## Source material
++++++
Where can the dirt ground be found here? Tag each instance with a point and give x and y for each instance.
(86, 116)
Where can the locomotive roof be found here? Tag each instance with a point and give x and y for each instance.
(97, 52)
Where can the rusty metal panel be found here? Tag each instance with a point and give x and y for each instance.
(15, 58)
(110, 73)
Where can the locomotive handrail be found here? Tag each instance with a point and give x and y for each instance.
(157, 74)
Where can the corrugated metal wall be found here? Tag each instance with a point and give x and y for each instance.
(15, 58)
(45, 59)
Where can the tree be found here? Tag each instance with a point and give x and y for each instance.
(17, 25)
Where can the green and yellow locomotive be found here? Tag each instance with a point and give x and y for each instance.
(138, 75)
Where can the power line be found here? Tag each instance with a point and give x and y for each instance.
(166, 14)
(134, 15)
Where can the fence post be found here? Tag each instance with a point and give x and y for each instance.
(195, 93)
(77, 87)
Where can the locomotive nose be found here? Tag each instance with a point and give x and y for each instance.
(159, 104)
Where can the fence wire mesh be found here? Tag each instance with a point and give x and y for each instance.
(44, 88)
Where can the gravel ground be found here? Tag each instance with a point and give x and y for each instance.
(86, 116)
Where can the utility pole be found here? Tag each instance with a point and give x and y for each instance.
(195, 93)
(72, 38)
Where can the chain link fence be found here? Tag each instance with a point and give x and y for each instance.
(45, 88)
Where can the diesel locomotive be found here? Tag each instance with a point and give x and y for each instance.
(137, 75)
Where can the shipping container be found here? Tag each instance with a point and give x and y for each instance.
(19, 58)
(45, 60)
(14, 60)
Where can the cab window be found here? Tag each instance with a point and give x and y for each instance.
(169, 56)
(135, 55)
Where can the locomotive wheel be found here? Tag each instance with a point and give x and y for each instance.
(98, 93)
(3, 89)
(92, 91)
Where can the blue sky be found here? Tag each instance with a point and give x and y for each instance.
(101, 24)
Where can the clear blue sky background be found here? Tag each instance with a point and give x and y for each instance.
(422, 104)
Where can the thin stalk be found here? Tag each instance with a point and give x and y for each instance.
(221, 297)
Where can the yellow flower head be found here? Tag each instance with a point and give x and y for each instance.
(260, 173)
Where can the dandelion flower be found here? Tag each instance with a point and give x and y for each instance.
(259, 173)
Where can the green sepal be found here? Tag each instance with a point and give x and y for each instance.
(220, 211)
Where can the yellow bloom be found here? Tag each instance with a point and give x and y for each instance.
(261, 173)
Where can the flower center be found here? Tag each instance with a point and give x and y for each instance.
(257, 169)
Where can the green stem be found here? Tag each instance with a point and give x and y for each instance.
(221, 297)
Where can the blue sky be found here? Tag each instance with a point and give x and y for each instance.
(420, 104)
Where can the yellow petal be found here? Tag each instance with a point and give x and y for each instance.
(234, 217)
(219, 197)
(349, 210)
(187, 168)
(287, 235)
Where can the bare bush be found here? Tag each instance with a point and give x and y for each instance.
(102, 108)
++++++
## Exercise requirements
Every record needs to be written out again, exactly as it was given.

## Output of the exercise
Where can the dirt ground be found here? Tag each instance with a point and give x and y for each instance.
(86, 116)
Where can the locomotive roof be found here? Tag each instance with a point and give x and y for each instance.
(97, 52)
Where can the rusty metal panel be found here? Tag each instance with a point and give x and y for each instance.
(15, 58)
(110, 73)
Where can the locomotive handrail be found here? Tag each instance with a point and give x and y for each instance.
(157, 74)
Where can the corrugated metal wall be found here? Tag each instance with a point and give x and y for each instance.
(15, 58)
(45, 59)
Where can the tree be found here? Tag each instance with a point and give x and y for each instance.
(17, 25)
Where can the green and yellow locomotive be found here? Tag each instance with a point and give x and y for each instance.
(138, 75)
Where can the power line be found here? Tag each instance with a point and give x and y for each instance.
(166, 14)
(134, 15)
Where can the fence post be found here? Tag each instance with a point and give x and y for each instance.
(195, 93)
(77, 87)
Where can the locomotive nose be found here? Tag each instance with a point and give x and y for each instance.
(159, 104)
Where can the fence wire mesh be found here? Tag each instance with a point and give x and y for each instance.
(44, 88)
Where can the gravel ground be found here? Tag each instance with a point and give x and y for each instance.
(86, 116)
Where can the utility pole be found here? Tag each instance with a point and give x and y for each instance.
(195, 93)
(72, 38)
Where can the chain link fence be found here? Tag each instance with a point and give x and y for each instance.
(45, 88)
Where can the diesel locomotive be found here? Tag each instance with a point and give x and y for each instance.
(137, 75)
Where can the shipping container be found here? Tag each instance with a point and give x and y for each instance.
(19, 58)
(45, 60)
(14, 60)
Where can the cab window be found here? Tag each instance with a point and give x and y for each instance.
(169, 56)
(135, 55)
Where can the locomotive wheel be found here? Tag each instance with a point and give x and y for each instance.
(98, 93)
(3, 89)
(92, 91)
Where can the blue sky be found here? Tag each instance with a point and give x and y for each instance.
(101, 24)
Where can the clear blue sky background be found here? Tag each instance with a point and give x and y for each instance.
(422, 104)
Where can the thin stalk be found here? Tag each instance with a point and give x and y for each instance.
(221, 297)
Where can the yellow flower head be found here? Tag each instance with a point and give x and y for each instance.
(260, 173)
Where can the dandelion flower be found here? Tag each instance with a point and give x and y for each instance.
(259, 173)
Where can the green sepal be found here? Tag each instance with a point and give x and y for each instance.
(220, 211)
Where can the yellow bloom be found here? Tag each instance with a point and give x and y for each instance.
(261, 173)
Where can the flower center be found here? Tag each instance with a point and give x and y for each instance.
(257, 169)
Where can the green stem be found here? Tag each instance with a point and give x and y for each instance.
(221, 297)
Where can the blue sky be found here? Tag each instance with a point and give x and y for each instance.
(420, 104)
Where can the yellow petal be found here? Tag each instance with a point and give x and y for each instance.
(234, 217)
(219, 197)
(349, 210)
(187, 168)
(287, 235)
Where can the bare bush be found here? Tag each instance with a point and give x and y for each instance.
(102, 108)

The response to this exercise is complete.